What you will do:
1. In the food stocks article, how much in capital projects did Cal-Maine's Board approve on October 7, 2024, to expand its cage-free production?
2. Copy the passage of the food stocks article word for word, starting at "Stock #3: Cal-Maine" and ending at "average of 0.87x.".

Text to read:
▽

3 Food Stocks With Big Flavors and Bigger Profits

The food industry has always been a cornerstone of economic stability, but in recent years, it has evolved into a dynamic sector offering significant growth opportunities. Food companies are innovating with bold flavors and healthier options that capture consumer attention and drive sales.

Given the industry’s tailwinds, investors could consider investing in fundamentally strong food maker stocks Cal-Maine Foods, Inc. (CALM), Flowers Foods, Inc. (FLO), and Ingredion Incorporated (INGR) for potential gain and growth.

The rising global population has increased the demand for packaged and processed foods. As per the Business Research company reports, the packaged food market is projected to reach $3.31 trillion. The hectic lifestyle of the working population around the globe also drives this shift.

Innovation in flavors and product categories also plays a pivotal role in this sector. The food companies are introducing bold, global-inspired flavors and unique product lines with the help of technological advancements. AI and machine learning algorithms analyze vast amounts of data on consumer preferences, ingredient interactions, and flavor compounds. These insights help predict successful flavor combinations and create new, unique taste profiles.

According to Statista, revenue in the food market for the United States is projected to reach $864 billion in 2025 and grow at a CAGR of 4.1% until 2029.

Now, let’s take a closer look at the fundamentals of the three featured Food Makers stocks, beginning with the third choice.

Stock #3: Cal-Maine Foods, Inc. (CALM)

CALM is engaged in the production, grading, packaging, marketing, and distribution of shell eggs and egg products under the brand names of Egg-Land's Best, Land O' Lakes, Farmhouse Eggs, Sunups, Sunny Meadow, and 4-Grain.

On October 7, 2024, CALM announced its Board’s approval of $40 million in capital projects to expand its cage-free production capabilities. The funding will come from cash reserves, investment securities, and operating cash flow.

The stock’s trailing-12-month net income margin of 20.39% is 375% higher than the industry average of 4.29%. Similarly, its 34.26% trailing-12-month ROCE is 215.9% above the industry average of 10.84%. Also, its trailing-12-month asset turnover ratio of 1.38x compares favorably to the industry average of 0.87x.

In the fiscal second quarter that ended on November 30, 2024, CALM’s net sales increased 82.5% year-over-year and amounted to $954.67 million. The company reported an operating income of $278.06 million, indicating considerable growth from the prior-year quarter, while its gross profit grew 290.7% from the prior-year quarter to $356.04 million. Its attributable net income came in at $219.06 million and $4.47 per share, up significantly and 1177.1% year-over-year, respectively.

Street expects CALM’s revenue for the fiscal third quarter (ending February 2025) to increase 35.7% year-over-year to $953.76 billion. Its EPS for the same period is expected to register a 95.3% growth from the prior year, settling at $5.86. In addition, it surpassed the revenue estimates in three of the trailing four quarters, which is promising.

CALM shares have surged 94.9% over the past year and 76.9% over the past nine months to close the last trading session at $107.

CALM’s POWR Ratings reflect this robust outlook. The stock has an overall rating of B, which equates to Buy in our proprietary rating system. The POWR Ratings are calculated by considering 118 different factors, each weighted to an optimal degree.

△

Dataset section:

▽

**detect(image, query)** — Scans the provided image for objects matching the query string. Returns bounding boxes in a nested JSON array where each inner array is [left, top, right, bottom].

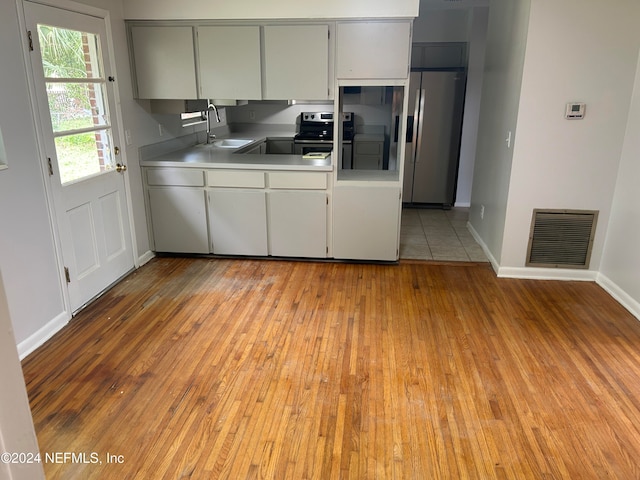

△

Outputs by task:
1. $40 million.

2.
Stock #3: Cal-Maine Foods, Inc. (CALM)

CALM is engaged in the production, grading, packaging, marketing, and distribution of shell eggs and egg products under the brand names of Egg-Land's Best, Land O' Lakes, Farmhouse Eggs, Sunups, Sunny Meadow, and 4-Grain.

On October 7, 2024, CALM announced its Board’s approval of $40 million in capital projects to expand its cage-free production capabilities. The funding will come from cash reserves, investment securities, and operating cash flow.

The stock’s trailing-12-month net income margin of 20.39% is 375% higher than the industry average of 4.29%. Similarly, its 34.26% trailing-12-month ROCE is 215.9% above the industry average of 10.84%. Also, its trailing-12-month asset turnover ratio of 1.38x compares favorably to the industry average of 0.87x.